## [What to do]
Images are not wanted; transcribe the rest of the listing exactly.

:::::

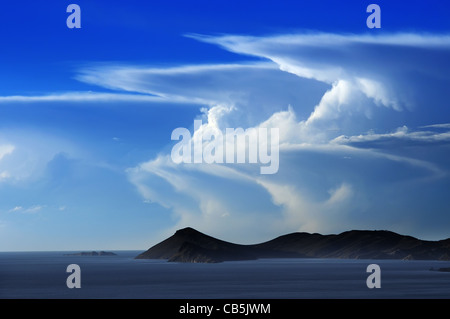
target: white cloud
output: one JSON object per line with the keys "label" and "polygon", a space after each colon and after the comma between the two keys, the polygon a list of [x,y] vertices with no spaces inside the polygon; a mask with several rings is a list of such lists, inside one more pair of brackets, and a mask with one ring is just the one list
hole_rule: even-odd
{"label": "white cloud", "polygon": [[8,171],[3,171],[0,173],[0,181],[7,180],[11,177],[11,174]]}
{"label": "white cloud", "polygon": [[353,195],[353,189],[349,184],[342,183],[341,186],[331,189],[329,193],[330,198],[325,202],[325,205],[333,206],[350,200]]}
{"label": "white cloud", "polygon": [[449,80],[450,66],[445,62],[450,50],[449,35],[303,33],[191,37],[235,53],[266,58],[281,70],[300,77],[330,85],[346,81],[377,104],[395,110],[412,107],[430,75],[434,80]]}
{"label": "white cloud", "polygon": [[[229,115],[233,108],[216,106],[205,112],[207,122],[201,128],[203,133],[204,130],[219,129],[221,117]],[[296,121],[291,108],[274,113],[258,126],[280,127],[281,143],[304,145],[295,144],[299,141],[296,130],[302,128],[302,123]],[[346,146],[339,147],[344,149]],[[245,233],[245,229],[252,227],[253,221],[257,219],[271,225],[269,229],[272,236],[286,230],[332,231],[342,226],[339,219],[346,216],[354,194],[349,183],[336,184],[329,190],[327,198],[313,200],[298,187],[303,184],[302,181],[291,180],[290,176],[283,179],[286,175],[281,179],[276,176],[263,177],[259,173],[255,174],[256,170],[250,166],[177,165],[169,155],[160,155],[130,169],[128,173],[130,181],[136,185],[145,200],[158,203],[175,214],[178,220],[176,227],[195,225],[223,234],[232,227],[234,231],[239,229]],[[284,169],[298,170],[295,166],[284,166]],[[239,205],[235,205],[236,192],[245,194]],[[265,209],[272,213],[258,212],[255,203],[264,201]],[[273,214],[274,211],[278,213]],[[240,221],[239,224],[236,224],[235,219]],[[334,222],[330,224],[330,220]],[[261,239],[263,235],[259,233],[255,232],[254,236],[259,235]]]}
{"label": "white cloud", "polygon": [[431,124],[431,125],[424,125],[420,128],[443,128],[443,129],[450,129],[450,123],[441,123],[441,124]]}
{"label": "white cloud", "polygon": [[354,88],[351,83],[345,80],[337,81],[323,95],[320,103],[315,107],[305,124],[308,125],[318,120],[329,121],[336,119],[345,107],[349,107],[352,102],[355,102],[354,94]]}
{"label": "white cloud", "polygon": [[8,154],[11,154],[14,151],[14,145],[5,144],[0,145],[0,160]]}
{"label": "white cloud", "polygon": [[[0,96],[1,103],[36,103],[36,102],[165,102],[165,99],[144,94],[100,93],[100,92],[66,92],[47,95],[11,95]],[[176,100],[176,102],[184,102]]]}
{"label": "white cloud", "polygon": [[346,229],[347,215],[352,210],[354,191],[342,183],[329,191],[329,197],[320,201],[307,198],[294,185],[259,180],[274,203],[282,206],[282,218],[273,223],[280,231],[335,232]]}
{"label": "white cloud", "polygon": [[[446,176],[447,164],[423,152],[406,151],[405,142],[438,147],[449,141],[449,132],[434,131],[448,129],[448,124],[435,124],[447,119],[433,117],[423,107],[439,108],[450,98],[447,91],[436,91],[450,80],[449,36],[191,37],[264,62],[166,68],[93,65],[80,70],[77,79],[112,92],[4,96],[0,103],[195,104],[203,107],[204,123],[193,132],[193,139],[200,132],[227,127],[279,128],[280,172],[274,176],[262,177],[259,166],[248,164],[176,165],[164,151],[127,171],[144,201],[172,212],[176,227],[189,225],[228,236],[258,233],[255,228],[260,236],[267,229],[271,235],[345,230],[357,224],[352,218],[361,207],[372,205],[365,208],[370,212],[379,208],[378,200],[364,200],[392,189],[388,178],[396,183],[430,182]],[[414,117],[427,119],[416,124],[420,129],[407,127],[404,119],[412,111],[418,112]],[[380,133],[365,133],[374,128]],[[8,178],[21,176],[29,167],[39,171],[36,166],[54,156],[50,151],[44,160],[30,160],[35,157],[24,156],[20,143],[14,153],[20,153],[22,161],[2,160],[4,166],[0,165]],[[0,159],[3,156],[0,148]]]}
{"label": "white cloud", "polygon": [[[202,132],[225,127],[280,129],[280,172],[274,176],[260,176],[249,165],[175,165],[165,154],[129,170],[130,181],[145,200],[174,213],[176,227],[198,226],[216,234],[250,233],[250,229],[254,233],[253,224],[258,220],[258,226],[270,229],[271,235],[296,230],[335,232],[361,226],[358,216],[363,212],[373,214],[367,219],[373,222],[370,227],[375,227],[391,218],[384,216],[377,224],[381,207],[377,198],[385,195],[385,189],[397,187],[398,194],[402,189],[399,185],[431,183],[447,176],[446,167],[432,157],[406,152],[403,147],[374,146],[383,140],[427,145],[447,142],[448,132],[411,131],[404,124],[392,132],[362,132],[379,123],[385,125],[379,111],[394,117],[411,112],[419,105],[420,96],[435,97],[431,84],[423,81],[424,74],[433,81],[448,81],[448,76],[442,75],[448,65],[438,68],[433,61],[424,60],[421,52],[426,50],[441,59],[443,52],[450,50],[450,37],[193,37],[274,64],[187,66],[166,71],[121,68],[122,77],[111,76],[110,72],[117,72],[114,68],[92,69],[90,78],[82,79],[115,89],[209,101],[203,109]],[[112,83],[112,78],[119,80]],[[268,82],[279,80],[283,85],[268,89]],[[315,87],[319,82],[321,85]],[[309,91],[316,94],[315,100],[303,102]],[[266,104],[258,104],[263,100]],[[253,114],[257,115],[248,121]],[[448,127],[431,123],[422,128]],[[194,138],[196,133],[199,131],[194,132]],[[385,169],[389,178],[383,179]],[[245,197],[240,197],[240,192]],[[258,207],[259,202],[265,203],[265,209]],[[394,207],[385,211],[403,216],[408,205],[403,203],[405,211],[395,211]],[[394,221],[389,223],[386,228],[401,227]]]}
{"label": "white cloud", "polygon": [[21,210],[23,210],[23,207],[22,207],[22,206],[15,206],[14,208],[11,208],[11,209],[9,210],[9,212],[10,212],[10,213],[13,213],[13,212],[21,211]]}
{"label": "white cloud", "polygon": [[[448,124],[434,124],[422,126],[421,128],[442,128],[450,129]],[[377,142],[395,142],[395,141],[409,141],[414,143],[450,143],[450,131],[446,132],[434,132],[425,130],[411,131],[406,125],[397,128],[392,133],[374,133],[369,132],[367,134],[360,134],[356,136],[338,136],[331,143],[337,144],[351,144],[357,145],[358,143],[371,143],[369,145],[375,146]]]}
{"label": "white cloud", "polygon": [[[0,131],[0,181],[10,184],[36,181],[59,153],[86,156],[73,142],[34,129]],[[7,156],[6,156],[7,155]]]}
{"label": "white cloud", "polygon": [[[0,161],[7,155],[14,152],[15,146],[11,144],[0,145]],[[1,167],[1,165],[0,165]],[[11,174],[8,170],[3,170],[0,172],[0,182],[8,180]]]}
{"label": "white cloud", "polygon": [[23,214],[36,214],[36,213],[40,212],[43,208],[45,208],[45,205],[32,205],[27,208],[24,208],[22,206],[15,206],[14,208],[11,208],[8,212],[23,213]]}
{"label": "white cloud", "polygon": [[24,209],[23,212],[26,214],[35,214],[37,212],[40,212],[45,206],[43,205],[33,205],[28,207],[27,209]]}
{"label": "white cloud", "polygon": [[367,97],[372,98],[377,105],[392,107],[396,111],[401,111],[400,102],[389,93],[388,88],[382,83],[373,79],[356,78],[358,89]]}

:::::

## [Solution for this problem]
target: white cloud
output: one JSON object per line with the keys "label" and "polygon", a space after each colon and after the comma between the two keys, the polygon a list of [x,y] vertices with no spaces inside the polygon; a mask with several rings is a list of such lists, inside one more pair of brackets, and a mask with one ring is just the one list
hole_rule: even-odd
{"label": "white cloud", "polygon": [[8,171],[3,171],[0,173],[0,181],[7,180],[11,177],[11,174]]}
{"label": "white cloud", "polygon": [[353,195],[353,189],[349,184],[342,183],[341,186],[331,189],[329,193],[330,198],[325,202],[325,205],[333,206],[350,200]]}
{"label": "white cloud", "polygon": [[449,80],[450,66],[445,62],[450,50],[449,35],[303,33],[191,37],[235,53],[266,58],[281,70],[300,77],[330,85],[346,81],[377,104],[395,110],[412,107],[430,75],[434,80]]}
{"label": "white cloud", "polygon": [[[229,115],[233,108],[216,106],[205,112],[207,122],[201,128],[203,133],[204,130],[219,129],[221,117]],[[296,121],[291,108],[274,113],[258,126],[280,127],[281,143],[304,145],[295,144],[299,141],[296,130],[302,128],[302,123]],[[346,146],[339,147],[344,149]],[[245,233],[245,229],[252,227],[253,221],[257,219],[271,225],[269,229],[272,236],[286,230],[332,231],[342,226],[339,219],[346,216],[354,194],[349,183],[336,184],[329,190],[327,198],[313,200],[298,187],[303,184],[302,181],[291,180],[290,176],[283,179],[286,175],[281,179],[276,176],[263,177],[259,173],[255,174],[256,170],[250,166],[177,165],[169,155],[160,155],[130,169],[128,173],[130,181],[136,185],[145,200],[158,203],[175,214],[178,220],[176,227],[195,225],[223,234],[232,227],[234,231],[239,229]],[[284,169],[298,170],[295,166],[284,166]],[[239,205],[235,205],[236,192],[245,194]],[[265,209],[272,213],[258,212],[255,203],[264,201]],[[273,214],[274,211],[278,213]],[[240,221],[239,224],[236,224],[235,219]],[[334,222],[330,224],[330,220]],[[261,239],[263,235],[259,233],[255,232],[254,236],[259,235]]]}
{"label": "white cloud", "polygon": [[431,124],[431,125],[424,125],[420,128],[443,128],[443,129],[450,129],[450,123],[441,123],[441,124]]}
{"label": "white cloud", "polygon": [[354,88],[351,83],[345,80],[337,81],[323,95],[320,103],[315,107],[305,124],[308,125],[318,120],[329,121],[336,119],[345,107],[349,107],[352,102],[355,102],[354,94]]}
{"label": "white cloud", "polygon": [[8,154],[11,154],[14,151],[14,145],[5,144],[0,145],[0,160]]}
{"label": "white cloud", "polygon": [[[0,96],[1,103],[36,103],[36,102],[165,102],[165,99],[144,94],[100,93],[100,92],[66,92],[47,95],[11,95]],[[176,100],[176,102],[184,102]]]}
{"label": "white cloud", "polygon": [[346,229],[347,215],[352,210],[354,191],[342,183],[329,191],[329,197],[320,201],[307,198],[294,185],[259,180],[274,203],[282,206],[282,218],[273,223],[280,231],[335,232]]}
{"label": "white cloud", "polygon": [[[446,176],[447,164],[423,152],[406,151],[405,142],[438,147],[449,141],[449,132],[434,131],[448,129],[448,124],[435,124],[447,119],[433,117],[423,107],[439,108],[450,98],[447,91],[436,91],[450,80],[449,36],[191,37],[264,62],[166,68],[93,65],[80,70],[77,79],[112,92],[4,96],[0,103],[195,104],[203,107],[204,123],[193,132],[193,139],[200,132],[227,127],[279,128],[280,172],[274,176],[262,177],[259,166],[248,164],[176,165],[164,151],[127,171],[144,201],[172,212],[176,227],[189,225],[228,236],[258,233],[255,228],[260,236],[267,229],[271,235],[345,230],[357,224],[352,218],[361,207],[372,205],[365,208],[370,212],[379,208],[378,200],[364,200],[392,189],[388,178],[396,183],[430,182]],[[414,117],[427,119],[416,124],[420,129],[407,127],[404,119],[412,111],[418,112]],[[380,133],[365,133],[374,128]],[[8,178],[21,176],[29,167],[39,171],[36,166],[54,156],[50,151],[44,160],[30,160],[35,157],[24,156],[20,143],[14,153],[20,153],[22,161],[2,160],[4,166],[0,165]],[[0,159],[3,156],[0,148]]]}
{"label": "white cloud", "polygon": [[[202,132],[225,127],[280,129],[280,172],[274,176],[260,176],[249,165],[175,165],[165,154],[129,170],[130,181],[145,200],[174,213],[176,227],[198,226],[216,234],[250,233],[250,229],[254,233],[253,224],[258,220],[258,226],[270,229],[271,235],[296,230],[335,232],[361,226],[358,216],[363,212],[373,214],[367,219],[373,222],[370,227],[375,227],[391,218],[384,216],[377,224],[381,207],[377,198],[385,195],[385,189],[397,187],[398,194],[402,189],[399,185],[431,183],[447,176],[446,167],[432,157],[406,152],[403,147],[374,146],[383,140],[427,145],[447,142],[448,132],[411,131],[404,124],[392,132],[362,132],[379,123],[385,125],[379,111],[394,117],[411,112],[419,105],[420,96],[435,97],[431,84],[423,81],[424,74],[433,81],[448,81],[448,76],[442,75],[448,65],[438,68],[433,61],[424,60],[421,52],[426,50],[441,59],[443,52],[450,50],[450,37],[193,37],[274,64],[187,66],[166,71],[121,68],[122,77],[111,76],[110,72],[117,72],[114,68],[92,69],[90,78],[82,79],[115,89],[209,101],[203,109]],[[112,83],[112,78],[119,80]],[[268,82],[279,80],[283,85],[268,89]],[[315,87],[319,82],[321,85]],[[309,91],[316,94],[315,100],[303,102]],[[266,104],[258,104],[263,100]],[[253,114],[257,115],[248,121]],[[448,127],[431,123],[422,128]],[[194,138],[196,133],[199,131],[194,132]],[[385,169],[389,178],[383,179]],[[245,197],[240,197],[240,192]],[[258,207],[259,202],[265,203],[265,209]],[[394,207],[385,211],[403,216],[408,205],[403,203],[405,211],[395,211]],[[394,221],[389,223],[386,228],[401,227]]]}
{"label": "white cloud", "polygon": [[21,210],[23,210],[23,207],[22,207],[22,206],[15,206],[14,208],[11,208],[11,209],[9,210],[9,212],[10,212],[10,213],[13,213],[13,212],[21,211]]}
{"label": "white cloud", "polygon": [[[448,124],[434,124],[422,126],[421,128],[442,128],[450,129]],[[377,142],[395,142],[395,141],[409,141],[414,143],[450,143],[450,131],[446,132],[434,132],[425,130],[411,131],[406,125],[397,128],[392,133],[374,133],[369,132],[367,134],[360,134],[356,136],[338,136],[331,143],[337,144],[351,144],[357,145],[358,143],[371,143],[369,145],[375,146]]]}
{"label": "white cloud", "polygon": [[[0,131],[0,181],[10,184],[36,181],[59,153],[86,156],[73,142],[34,129]],[[7,156],[6,156],[7,155]]]}
{"label": "white cloud", "polygon": [[[0,161],[7,155],[14,152],[15,146],[11,144],[0,145]],[[1,167],[1,165],[0,165]],[[11,174],[8,170],[3,170],[0,172],[0,182],[8,180]]]}
{"label": "white cloud", "polygon": [[23,214],[36,214],[36,213],[40,212],[43,208],[45,208],[45,205],[32,205],[27,208],[24,208],[22,206],[15,206],[14,208],[11,208],[8,212],[23,213]]}
{"label": "white cloud", "polygon": [[24,209],[23,212],[26,214],[35,214],[37,212],[40,212],[45,206],[43,205],[33,205],[28,207],[27,209]]}
{"label": "white cloud", "polygon": [[367,97],[372,98],[377,105],[392,107],[396,111],[401,111],[400,102],[389,93],[388,88],[382,83],[373,79],[356,78],[358,89]]}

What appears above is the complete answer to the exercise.